Task
Please reproduce every line of the entries below word for word, leaving out the pictures.

Source data
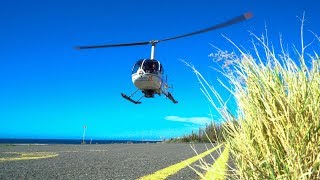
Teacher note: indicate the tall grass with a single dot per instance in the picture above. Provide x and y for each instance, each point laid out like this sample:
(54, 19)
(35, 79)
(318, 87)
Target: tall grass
(276, 131)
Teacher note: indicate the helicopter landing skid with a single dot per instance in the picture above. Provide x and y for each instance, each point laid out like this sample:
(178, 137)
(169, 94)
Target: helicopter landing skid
(169, 96)
(130, 99)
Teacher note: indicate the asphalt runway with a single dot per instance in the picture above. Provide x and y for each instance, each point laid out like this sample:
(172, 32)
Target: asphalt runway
(108, 161)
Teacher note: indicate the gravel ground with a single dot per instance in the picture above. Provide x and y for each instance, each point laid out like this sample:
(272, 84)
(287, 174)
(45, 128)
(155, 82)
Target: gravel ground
(108, 161)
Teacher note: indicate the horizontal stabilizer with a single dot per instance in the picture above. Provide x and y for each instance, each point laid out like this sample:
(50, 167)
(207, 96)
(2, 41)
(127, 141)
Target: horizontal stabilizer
(169, 96)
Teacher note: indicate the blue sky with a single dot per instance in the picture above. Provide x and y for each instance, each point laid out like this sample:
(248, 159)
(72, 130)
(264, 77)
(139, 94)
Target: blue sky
(50, 90)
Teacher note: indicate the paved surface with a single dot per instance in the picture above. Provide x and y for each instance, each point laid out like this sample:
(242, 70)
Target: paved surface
(110, 161)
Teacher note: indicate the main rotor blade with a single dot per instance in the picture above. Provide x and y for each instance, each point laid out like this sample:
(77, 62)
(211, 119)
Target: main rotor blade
(232, 21)
(114, 45)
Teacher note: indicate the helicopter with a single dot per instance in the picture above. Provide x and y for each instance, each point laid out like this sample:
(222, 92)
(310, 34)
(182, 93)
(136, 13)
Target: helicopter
(148, 74)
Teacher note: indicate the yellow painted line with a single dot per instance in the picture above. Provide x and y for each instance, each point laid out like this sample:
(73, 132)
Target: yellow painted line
(168, 171)
(219, 167)
(28, 156)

Response
Teacher note: indicate the tall grass with a single dot per instance in the picture above. Provide x and y for each instance, each point laid out like this sample:
(54, 19)
(35, 79)
(318, 87)
Target: tall grass
(276, 131)
Teacher note: indicate the helicopter landing skid with a single dot per instance in the picture above. Provide x and y for each instance, each point laid out like this sample:
(178, 137)
(169, 94)
Target: helicopter landing skid
(169, 96)
(130, 99)
Teacher note: indicate the asphalt runway with a single dot per instance in the picture above. Provide x and y for each instance, each point laid out like this sample:
(172, 32)
Target: asphalt runway
(108, 161)
Teacher note: indicate the gravel ground with a single dot per instance in the picture above. Provide x and y for each instance, each point laid out like this sample:
(272, 84)
(287, 174)
(45, 128)
(155, 82)
Target: gravel ground
(108, 161)
Teacher note: indicate the horizontal stabilizer with a single dot per instance in the picture above. Provide x and y for each instance, each point laid out like this sample:
(50, 167)
(207, 96)
(2, 41)
(127, 141)
Target: horizontal stabilizer
(169, 96)
Teacher note: indicate the blue sky with a single dot per instance in the picture above. Provide x and y for each instance, each point laid out like this sample:
(248, 159)
(72, 130)
(264, 77)
(139, 94)
Target: blue sky
(50, 90)
Teacher note: indicate the paved surface with a single dot per instance in the picture above. Provide x and y for each instance, each point laid out like this sample:
(242, 70)
Target: paved surface
(110, 161)
Teacher note: indicate the main rotor blade with a single dot per instance in the picture above. Provide x and y for each instance, each point laid out like this sample:
(77, 62)
(211, 119)
Target: main rotor blade
(232, 21)
(114, 45)
Teacher note: indicate the helicopter with a single dot per instance in the picture above. Provide x and y for each instance, each point laid out like this sample:
(222, 92)
(310, 34)
(182, 93)
(136, 13)
Target: helicopter
(148, 74)
Teacher note: indicate the yellow painted line with a single dot per instance in the picture above. Provide x and y for each instance, each point laid out like this sample:
(73, 132)
Target: yellow painted line
(168, 171)
(219, 167)
(28, 156)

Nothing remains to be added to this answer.